● Exercise requirements
Rewrite all of the data below as a JSON list of strings, one string per line. Skip blank lines and leave out the picture placeholders.

● Records shown
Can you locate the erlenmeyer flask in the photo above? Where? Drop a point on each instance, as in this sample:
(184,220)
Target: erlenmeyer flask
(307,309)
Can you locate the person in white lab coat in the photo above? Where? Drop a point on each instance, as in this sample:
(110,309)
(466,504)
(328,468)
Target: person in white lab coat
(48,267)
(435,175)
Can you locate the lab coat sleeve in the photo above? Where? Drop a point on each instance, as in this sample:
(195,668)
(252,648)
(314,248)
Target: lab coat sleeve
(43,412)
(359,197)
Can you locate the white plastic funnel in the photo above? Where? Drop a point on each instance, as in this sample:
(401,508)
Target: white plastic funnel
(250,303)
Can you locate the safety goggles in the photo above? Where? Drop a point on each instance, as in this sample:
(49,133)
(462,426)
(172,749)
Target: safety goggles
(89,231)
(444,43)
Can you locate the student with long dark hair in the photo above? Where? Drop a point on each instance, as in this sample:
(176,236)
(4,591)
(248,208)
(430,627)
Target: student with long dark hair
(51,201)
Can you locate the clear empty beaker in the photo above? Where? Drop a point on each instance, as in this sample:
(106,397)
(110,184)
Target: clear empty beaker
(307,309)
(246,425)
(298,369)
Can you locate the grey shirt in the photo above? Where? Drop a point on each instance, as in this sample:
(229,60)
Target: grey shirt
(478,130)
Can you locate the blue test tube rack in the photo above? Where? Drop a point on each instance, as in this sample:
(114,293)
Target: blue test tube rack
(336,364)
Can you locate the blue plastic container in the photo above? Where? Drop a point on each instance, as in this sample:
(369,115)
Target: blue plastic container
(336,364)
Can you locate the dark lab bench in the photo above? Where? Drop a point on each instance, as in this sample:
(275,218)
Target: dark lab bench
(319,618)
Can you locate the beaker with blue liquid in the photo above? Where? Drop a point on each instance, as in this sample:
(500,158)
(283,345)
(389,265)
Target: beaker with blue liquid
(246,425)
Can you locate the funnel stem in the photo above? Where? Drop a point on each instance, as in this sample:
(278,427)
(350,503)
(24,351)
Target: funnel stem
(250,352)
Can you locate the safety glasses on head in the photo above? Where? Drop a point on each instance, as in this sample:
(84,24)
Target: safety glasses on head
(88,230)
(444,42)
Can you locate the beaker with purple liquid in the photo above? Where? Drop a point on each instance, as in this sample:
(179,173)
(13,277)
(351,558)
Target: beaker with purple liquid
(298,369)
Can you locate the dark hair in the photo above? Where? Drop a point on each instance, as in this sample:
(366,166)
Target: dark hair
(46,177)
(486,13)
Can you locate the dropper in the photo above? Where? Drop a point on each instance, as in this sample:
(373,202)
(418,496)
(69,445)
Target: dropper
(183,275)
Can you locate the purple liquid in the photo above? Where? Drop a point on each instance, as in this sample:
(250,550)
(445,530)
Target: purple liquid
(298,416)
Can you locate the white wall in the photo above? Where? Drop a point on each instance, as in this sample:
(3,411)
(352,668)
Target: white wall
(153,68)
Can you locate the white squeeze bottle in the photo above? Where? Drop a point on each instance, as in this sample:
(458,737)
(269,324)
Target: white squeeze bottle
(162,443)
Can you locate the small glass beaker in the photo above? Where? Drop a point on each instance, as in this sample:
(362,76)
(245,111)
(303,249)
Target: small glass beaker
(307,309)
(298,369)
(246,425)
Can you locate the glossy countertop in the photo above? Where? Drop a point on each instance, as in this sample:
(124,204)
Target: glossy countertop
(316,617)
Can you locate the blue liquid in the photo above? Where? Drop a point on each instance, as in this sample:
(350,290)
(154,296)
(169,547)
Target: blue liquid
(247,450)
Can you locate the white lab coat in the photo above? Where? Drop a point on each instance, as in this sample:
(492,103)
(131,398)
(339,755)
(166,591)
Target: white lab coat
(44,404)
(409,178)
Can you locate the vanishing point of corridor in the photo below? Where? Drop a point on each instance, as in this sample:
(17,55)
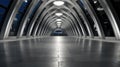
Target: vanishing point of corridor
(59,52)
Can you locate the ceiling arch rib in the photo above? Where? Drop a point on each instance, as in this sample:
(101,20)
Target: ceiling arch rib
(66,7)
(53,21)
(47,15)
(50,19)
(53,17)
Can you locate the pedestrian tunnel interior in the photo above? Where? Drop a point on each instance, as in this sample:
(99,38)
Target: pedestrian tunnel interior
(81,18)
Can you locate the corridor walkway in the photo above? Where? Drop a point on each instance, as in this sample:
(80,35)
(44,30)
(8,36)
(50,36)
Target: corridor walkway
(59,52)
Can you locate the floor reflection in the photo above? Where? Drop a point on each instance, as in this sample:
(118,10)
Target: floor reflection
(59,52)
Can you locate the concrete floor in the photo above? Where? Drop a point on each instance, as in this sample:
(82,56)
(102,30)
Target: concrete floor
(59,52)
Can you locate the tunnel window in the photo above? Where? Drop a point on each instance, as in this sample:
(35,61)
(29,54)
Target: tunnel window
(18,18)
(91,22)
(31,16)
(105,22)
(4,8)
(116,6)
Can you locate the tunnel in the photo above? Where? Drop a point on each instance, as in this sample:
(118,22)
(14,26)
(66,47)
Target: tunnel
(59,33)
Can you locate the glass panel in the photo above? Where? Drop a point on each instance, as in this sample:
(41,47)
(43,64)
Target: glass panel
(31,16)
(88,17)
(18,18)
(105,22)
(4,7)
(5,3)
(116,5)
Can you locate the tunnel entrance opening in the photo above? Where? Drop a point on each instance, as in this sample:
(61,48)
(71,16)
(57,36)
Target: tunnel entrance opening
(59,32)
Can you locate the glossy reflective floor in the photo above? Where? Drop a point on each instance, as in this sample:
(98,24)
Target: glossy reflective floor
(59,52)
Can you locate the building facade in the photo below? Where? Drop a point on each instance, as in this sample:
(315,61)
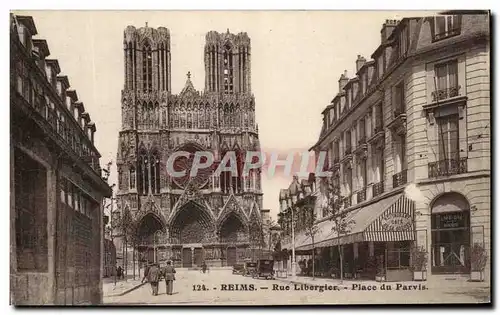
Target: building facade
(56,184)
(187,219)
(408,144)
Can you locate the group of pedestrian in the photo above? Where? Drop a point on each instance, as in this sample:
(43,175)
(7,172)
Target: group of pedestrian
(153,273)
(119,273)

● Written reply
[
  "Can you locate the erlenmeyer flask in the photo above? Where? Drop a point on each instance, as in this sample:",
  "(184,220)",
  "Target: erlenmeyer flask",
  "(307,309)",
  "Can you locate the person in white lab coat in the photo above? Where? Drop a point on each instance, as in this sample:",
  "(110,309)",
  "(466,504)",
  "(328,468)",
  "Target: person in white lab coat",
  "(48,267)",
  "(435,175)",
  "Can you locate the lab coat sleeve in the photo above? Where? Drop a point on each instance, as in this sample:",
  "(195,668)",
  "(252,648)",
  "(314,248)",
  "Target: lab coat sleeve",
  "(43,412)",
  "(359,197)",
  "Can you locate the white plastic funnel in the photo above? Where? Drop a point on each instance, as in this sample:",
  "(401,508)",
  "Target: white plastic funnel",
  "(250,303)",
  "Can you locate the safety goggles in the photo above? Where? Drop a point on each instance, as in this sample:",
  "(49,133)",
  "(462,426)",
  "(172,749)",
  "Target: safety goggles",
  "(89,231)",
  "(444,43)",
  "Can you locate the student with long dark hair in the photo above? Where? Drop a point on each instance, as in this sample:",
  "(176,236)",
  "(4,591)",
  "(248,208)",
  "(430,627)",
  "Target: student with long dark hair",
  "(51,201)",
  "Can you locate the clear empty beaker in the photo above? Where? Drop a point on each instance, as in this sample:",
  "(106,397)",
  "(110,184)",
  "Target: clear empty beaker",
  "(307,309)",
  "(246,425)",
  "(298,369)",
  "Can you locate the grey shirt in the photo above? Where? Drop a point on each instance, as in this sample:",
  "(229,60)",
  "Target: grey shirt",
  "(478,130)",
  "Can you locate the blue test tube rack in the photo above? Where? Drop a point on each instance, as in this sample:",
  "(114,293)",
  "Target: blue test tube rack",
  "(336,364)",
  "Can you locate the blue plastic container in the photo above? Where? Drop a point on each instance, as in this sample:",
  "(369,115)",
  "Target: blue plastic container",
  "(336,364)",
  "Can you locate the dark lab bench in the photo above? Where? Drop a point on each instance, as in this sample:",
  "(275,218)",
  "Target: dark lab bench",
  "(319,618)",
  "Can you locate the beaker with blue liquid in the photo above? Where? Drop a point on each instance, as in this sample:",
  "(500,158)",
  "(283,345)",
  "(389,265)",
  "Target: beaker with blue liquid",
  "(246,425)",
  "Can you locate the funnel stem in the photo above? Where? Drop a point on each instance, as in this sample:",
  "(278,427)",
  "(350,503)",
  "(24,351)",
  "Target: funnel stem",
  "(250,352)",
  "Can you locate the safety glasses on head in the photo above? Where? Drop a point on each instance, as in this sample:",
  "(84,24)",
  "Target: safety glasses on head",
  "(88,230)",
  "(444,42)",
  "Can you locate the beaker with purple liquid in the photo above? Where? Drop a point on each instance, as in this sample:",
  "(179,173)",
  "(13,277)",
  "(351,558)",
  "Target: beaker with purple liquid",
  "(298,369)",
  "Can you locate the dark hair in the photo above? Where? Drop a point on each instance, as in this sample:",
  "(366,166)",
  "Target: dark hair",
  "(46,177)",
  "(486,13)",
  "Can you locate the dropper in the photo above? Where? Drop a point on each instance, as in this sample:",
  "(373,202)",
  "(418,496)",
  "(69,445)",
  "Target: dropper",
  "(183,275)",
  "Can you locate the purple liquid in the photo above? Where? Drop a point on each instance, as in this sample:",
  "(250,550)",
  "(445,530)",
  "Target: purple liquid",
  "(298,416)",
  "Can you locate the white wall in the photo above? Where? Drop a point on each instance, as in this sample:",
  "(3,411)",
  "(352,668)",
  "Target: white wall",
  "(153,68)",
  "Can you locate the white squeeze bottle in the photo above? Where? Drop a point on each instance, as in this sample:",
  "(458,737)",
  "(269,324)",
  "Target: white squeeze bottle",
  "(162,443)",
  "Can you locate the small glass beaker in the photo above? Where? Drop a point on each instance, as in this sample:",
  "(362,76)",
  "(245,111)",
  "(303,249)",
  "Target: small glass beaker",
  "(307,309)",
  "(298,369)",
  "(246,425)",
  "Can you locate the glossy countertop in the photo above? Where? Drop a point on each instance, as in this sample:",
  "(124,204)",
  "Target: glossy countertop",
  "(316,617)",
  "Can you locate the blue liquid in the photo above? Where? Drop a point on each instance, as in this sample:",
  "(350,290)",
  "(154,296)",
  "(169,547)",
  "Target: blue liquid",
  "(247,450)",
  "Can you locate the white lab coat in the photo above? Where? Drop a point on each instance, as in this sample:",
  "(492,103)",
  "(131,398)",
  "(339,755)",
  "(166,591)",
  "Target: white lab coat",
  "(44,404)",
  "(409,178)",
  "Can you locate the vanishing point of corridor in the photo below? Where? Drop a point on each instance, as in this sample:",
  "(17,55)",
  "Target: vanishing point of corridor",
  "(59,52)",
  "Can you locate the ceiling arch rib in the photo above? Where? Drop a point on each instance, as in this sample:",
  "(101,20)",
  "Target: ceiling arch rib",
  "(66,7)",
  "(53,21)",
  "(47,15)",
  "(50,19)",
  "(53,17)",
  "Can you locate the pedestrian tunnel interior in the photo above? Where? Drop a point on each instance, as in this sample:",
  "(99,38)",
  "Target: pedestrian tunnel interior",
  "(81,18)",
  "Can you locate the corridor walkway in the photo above? Where? Drop a point on each instance, as in this sample:",
  "(80,35)",
  "(44,30)",
  "(8,36)",
  "(50,36)",
  "Target: corridor walkway",
  "(59,52)",
  "Can you locate the floor reflection in the photo above? Where? Drop a point on each instance, as in this sample:",
  "(118,10)",
  "Target: floor reflection",
  "(59,52)",
  "Can you locate the concrete floor in the photo above? Where? Drop a point on each instance, as in this sample:",
  "(82,56)",
  "(102,30)",
  "Target: concrete floor",
  "(59,52)",
  "Can you locate the tunnel window in the photo above? Where? Drop a point on each instance, as in this sample:",
  "(35,61)",
  "(29,54)",
  "Target: tunnel window",
  "(18,18)",
  "(91,22)",
  "(31,16)",
  "(105,22)",
  "(4,8)",
  "(116,6)",
  "Can you locate the tunnel in the photo above? Where? Drop a point on each instance, as in this sample:",
  "(118,22)",
  "(14,26)",
  "(66,47)",
  "Target: tunnel",
  "(59,33)",
  "Can you locate the glass panel in the photo above? Where? Drop a point on each instance, as in this sample:",
  "(41,47)",
  "(43,64)",
  "Target: glass panel",
  "(31,16)",
  "(88,17)",
  "(18,18)",
  "(105,22)",
  "(4,7)",
  "(5,3)",
  "(116,5)",
  "Can you locate the tunnel entrance opening in the photo above? Where? Drop a point on each instance, as in this sample:",
  "(61,48)",
  "(71,16)",
  "(57,36)",
  "Target: tunnel entrance opening",
  "(59,32)",
  "Can you locate the glossy reflective floor in the photo above? Where? Drop a point on each instance, as in this sample:",
  "(98,24)",
  "Target: glossy reflective floor",
  "(59,52)",
  "Can you locate the building facade in the photo below? Where? Drop a point on each instance, as in this sample:",
  "(315,61)",
  "Target: building facade",
  "(56,184)",
  "(187,219)",
  "(408,144)",
  "Can you locate the group of pedestrian in the photo above? Where? Drop a point on each instance, as in this sample:",
  "(43,175)",
  "(7,172)",
  "Target: group of pedestrian",
  "(153,273)",
  "(119,273)"
]